*TASKS AND EXERCISES:*
(1) Can you pull out, word for word, the part of the article on the pediatric oxygenation system between "Officials at Medtronic" and "congenital heart defects.", inclusive?
(2) Could you extend the article on the FDA clearance of the Affinity Pixie Oxygenation System, picking up after its last sentence?

--- TEXT EXCERPT ---

FDA Clears “Lungs” for Children’s Open-Heart Surgery

Officials at Medtronic Inc. announce U.S. Food and Drug Administration (FDA) 510(k) clearance and the first U.S. clinical use of its new Affinity Pixie Oxygenation System. The system allows for broader use in children of various sizes and easy set-up and use by perfusionists during lifesaving open-heart (cardiopulmonary bypass) surgeries in neonates, infants and small children, including those with congenital heart defects.

The Affinity Pixie Oxygenation System serves as a child’s lungs during open-heart surgery by removing carbon dioxide and adding oxygen to the child’s blood before returning it to the body. It also cools or warms the blood to attain the desired body temperature. During open-heart surgery, blood is routed away from the child’s heart and lungs through the cardiopulmonary bypass circuit that includes the oxygenation system, thereby creating a bloodless, motionless field, which is what allows surgeons to perform complex procedures on the heart intended to correct the defect or improve heart function.

--- DATA SHOWN ---

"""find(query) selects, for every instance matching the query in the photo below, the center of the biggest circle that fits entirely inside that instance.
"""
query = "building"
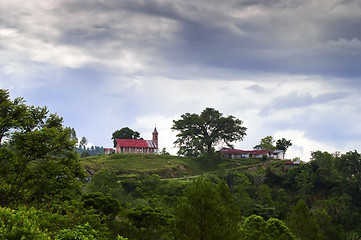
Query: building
(238, 154)
(138, 146)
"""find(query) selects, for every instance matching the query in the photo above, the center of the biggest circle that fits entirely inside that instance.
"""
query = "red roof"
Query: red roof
(261, 151)
(233, 151)
(135, 143)
(237, 151)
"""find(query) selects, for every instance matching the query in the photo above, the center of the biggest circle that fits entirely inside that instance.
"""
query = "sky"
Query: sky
(287, 68)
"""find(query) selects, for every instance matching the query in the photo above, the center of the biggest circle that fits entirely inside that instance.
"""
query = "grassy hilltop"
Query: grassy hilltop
(166, 166)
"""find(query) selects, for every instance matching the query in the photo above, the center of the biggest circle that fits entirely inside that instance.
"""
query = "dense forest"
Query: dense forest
(45, 194)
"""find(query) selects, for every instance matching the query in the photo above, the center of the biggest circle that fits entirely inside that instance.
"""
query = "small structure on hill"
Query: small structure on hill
(138, 146)
(109, 150)
(231, 153)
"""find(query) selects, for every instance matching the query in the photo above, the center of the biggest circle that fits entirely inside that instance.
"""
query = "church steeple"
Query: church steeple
(155, 136)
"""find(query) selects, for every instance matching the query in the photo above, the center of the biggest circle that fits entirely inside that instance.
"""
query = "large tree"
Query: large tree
(125, 133)
(37, 156)
(198, 134)
(207, 212)
(283, 144)
(266, 143)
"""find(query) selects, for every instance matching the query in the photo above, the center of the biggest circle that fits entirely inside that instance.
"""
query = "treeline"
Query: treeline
(44, 195)
(89, 151)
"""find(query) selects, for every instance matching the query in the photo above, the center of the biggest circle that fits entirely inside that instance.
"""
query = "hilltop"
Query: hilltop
(166, 166)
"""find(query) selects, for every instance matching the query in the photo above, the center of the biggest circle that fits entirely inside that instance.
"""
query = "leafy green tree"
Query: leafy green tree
(19, 225)
(83, 142)
(350, 166)
(37, 154)
(199, 134)
(103, 204)
(125, 133)
(80, 232)
(151, 223)
(254, 227)
(283, 144)
(266, 143)
(328, 230)
(302, 224)
(207, 212)
(106, 182)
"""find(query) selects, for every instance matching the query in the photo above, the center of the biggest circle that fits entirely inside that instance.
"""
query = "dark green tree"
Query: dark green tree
(125, 133)
(37, 154)
(199, 134)
(254, 227)
(302, 224)
(104, 204)
(207, 212)
(83, 142)
(283, 144)
(266, 143)
(151, 223)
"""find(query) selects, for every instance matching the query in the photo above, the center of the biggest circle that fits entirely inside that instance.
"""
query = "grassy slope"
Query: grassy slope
(130, 165)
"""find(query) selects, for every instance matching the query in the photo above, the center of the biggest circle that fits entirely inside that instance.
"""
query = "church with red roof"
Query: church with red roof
(138, 146)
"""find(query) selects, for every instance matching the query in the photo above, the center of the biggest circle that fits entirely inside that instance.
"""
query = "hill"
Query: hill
(166, 166)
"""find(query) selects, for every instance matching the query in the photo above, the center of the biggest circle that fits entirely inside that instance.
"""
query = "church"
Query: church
(138, 146)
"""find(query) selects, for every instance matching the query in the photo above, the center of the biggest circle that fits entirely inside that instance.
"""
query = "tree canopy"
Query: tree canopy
(283, 144)
(125, 133)
(199, 134)
(266, 143)
(37, 154)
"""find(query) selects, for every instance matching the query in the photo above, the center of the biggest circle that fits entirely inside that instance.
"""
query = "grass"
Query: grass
(166, 166)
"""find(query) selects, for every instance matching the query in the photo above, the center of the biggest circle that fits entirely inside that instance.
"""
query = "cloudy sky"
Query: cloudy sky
(287, 68)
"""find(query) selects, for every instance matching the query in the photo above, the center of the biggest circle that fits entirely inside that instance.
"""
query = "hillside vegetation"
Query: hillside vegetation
(166, 166)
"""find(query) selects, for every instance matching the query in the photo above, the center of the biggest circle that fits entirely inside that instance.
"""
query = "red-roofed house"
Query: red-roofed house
(237, 153)
(138, 146)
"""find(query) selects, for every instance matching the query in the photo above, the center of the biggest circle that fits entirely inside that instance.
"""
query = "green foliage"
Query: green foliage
(301, 223)
(207, 212)
(254, 227)
(19, 225)
(125, 133)
(105, 182)
(37, 154)
(103, 204)
(198, 134)
(283, 144)
(266, 143)
(85, 232)
(151, 223)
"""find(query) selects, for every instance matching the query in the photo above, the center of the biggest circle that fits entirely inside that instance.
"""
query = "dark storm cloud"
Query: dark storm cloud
(211, 34)
(297, 100)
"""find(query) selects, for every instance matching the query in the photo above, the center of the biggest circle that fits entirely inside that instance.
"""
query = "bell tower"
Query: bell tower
(155, 136)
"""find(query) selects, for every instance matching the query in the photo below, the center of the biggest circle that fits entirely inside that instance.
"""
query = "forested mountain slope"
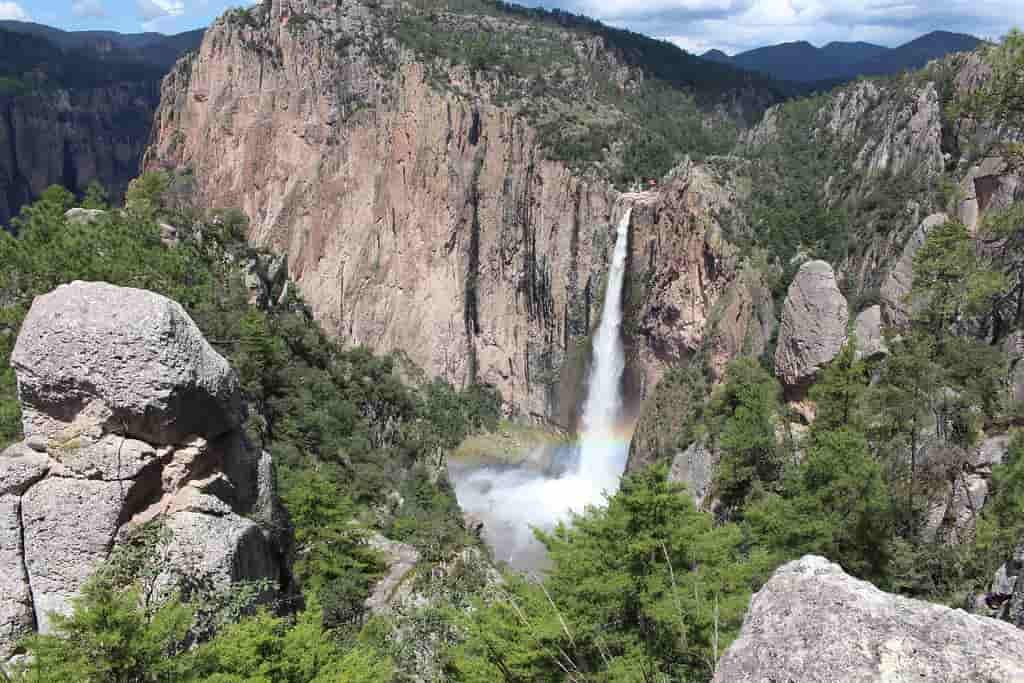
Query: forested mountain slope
(444, 177)
(822, 316)
(839, 61)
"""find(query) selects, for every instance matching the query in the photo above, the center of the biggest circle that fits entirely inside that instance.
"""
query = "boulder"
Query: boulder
(811, 622)
(19, 468)
(870, 343)
(16, 616)
(991, 185)
(695, 468)
(79, 216)
(814, 325)
(897, 284)
(70, 525)
(219, 546)
(400, 559)
(130, 417)
(129, 360)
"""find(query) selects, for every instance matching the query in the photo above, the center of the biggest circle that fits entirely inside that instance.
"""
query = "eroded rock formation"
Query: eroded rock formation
(129, 416)
(812, 623)
(72, 137)
(813, 329)
(418, 218)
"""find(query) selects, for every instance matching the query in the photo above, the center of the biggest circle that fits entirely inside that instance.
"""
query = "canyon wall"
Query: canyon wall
(420, 219)
(71, 137)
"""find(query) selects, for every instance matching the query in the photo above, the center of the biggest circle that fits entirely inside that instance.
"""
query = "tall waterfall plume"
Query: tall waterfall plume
(602, 451)
(512, 500)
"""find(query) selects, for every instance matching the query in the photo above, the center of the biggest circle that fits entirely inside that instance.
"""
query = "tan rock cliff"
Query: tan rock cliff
(419, 219)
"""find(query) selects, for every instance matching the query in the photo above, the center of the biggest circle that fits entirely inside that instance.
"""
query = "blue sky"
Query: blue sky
(695, 25)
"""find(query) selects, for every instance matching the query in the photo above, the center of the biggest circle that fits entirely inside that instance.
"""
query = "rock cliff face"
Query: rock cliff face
(814, 623)
(813, 329)
(72, 137)
(129, 416)
(419, 219)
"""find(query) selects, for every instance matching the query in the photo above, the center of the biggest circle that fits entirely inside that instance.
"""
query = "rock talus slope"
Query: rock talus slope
(71, 138)
(811, 623)
(129, 417)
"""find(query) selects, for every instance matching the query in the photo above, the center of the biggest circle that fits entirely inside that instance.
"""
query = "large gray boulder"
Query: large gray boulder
(129, 360)
(814, 325)
(811, 622)
(130, 417)
(897, 285)
(695, 468)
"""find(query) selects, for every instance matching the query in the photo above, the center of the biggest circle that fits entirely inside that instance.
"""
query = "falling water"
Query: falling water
(514, 500)
(602, 454)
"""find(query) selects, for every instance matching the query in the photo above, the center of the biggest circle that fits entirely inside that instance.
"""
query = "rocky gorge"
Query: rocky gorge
(129, 417)
(415, 217)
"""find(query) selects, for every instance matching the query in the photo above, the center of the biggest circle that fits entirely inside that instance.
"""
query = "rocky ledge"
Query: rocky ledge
(812, 623)
(129, 416)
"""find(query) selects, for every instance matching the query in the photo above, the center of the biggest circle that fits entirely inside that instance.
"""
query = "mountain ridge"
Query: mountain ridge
(802, 61)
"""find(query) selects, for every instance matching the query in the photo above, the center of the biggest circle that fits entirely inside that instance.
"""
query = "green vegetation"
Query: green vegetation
(1001, 97)
(34, 65)
(646, 589)
(346, 432)
(630, 118)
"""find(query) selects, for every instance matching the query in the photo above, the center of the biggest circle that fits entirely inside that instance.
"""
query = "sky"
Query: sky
(731, 26)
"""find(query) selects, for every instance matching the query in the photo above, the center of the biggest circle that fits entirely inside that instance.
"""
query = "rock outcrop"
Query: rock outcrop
(812, 623)
(899, 282)
(129, 416)
(695, 468)
(870, 342)
(160, 381)
(813, 329)
(421, 219)
(71, 137)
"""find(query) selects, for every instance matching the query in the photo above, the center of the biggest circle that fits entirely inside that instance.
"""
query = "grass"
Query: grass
(510, 443)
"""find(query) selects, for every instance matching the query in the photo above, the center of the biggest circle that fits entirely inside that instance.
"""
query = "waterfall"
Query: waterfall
(602, 451)
(512, 500)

---

*ANSWERS BY ITEM NUMBER:*
(1)
Officials at Medtronic Inc. announce U.S. Food and Drug Administration (FDA) 510(k) clearance and the first U.S. clinical use of its new Affinity Pixie Oxygenation System. The system allows for broader use in children of various sizes and easy set-up and use by perfusionists during lifesaving open-heart (cardiopulmonary bypass) surgeries in neonates, infants and small children, including those with congenital heart defects.

(2)
The Affinity Pixie Oxygenation System was first used in the United States last week at Advocate Christ Medical Center in Oak Lawn, IL. The Affinity Pixie Oxygenation System with Balance Biosurface gained CE (Conformité Européenne) Mark in May 2010, and is currently available for use in more than 50 countries worldwide.

A congenital heart defect is a condition, present at birth, in one or more structures of the heart or blood vessels. Approximately 25% of the 32,000 infants born each year in the United States with congenital heart defects require invasive treatment within the first year of life, and some children require additional procedures as they grow older. Due to advances in medical care, infants born with congenital heart defects are living longer and healthier lives. Today an estimated one million adults in the United States are living with a congenital heart defect.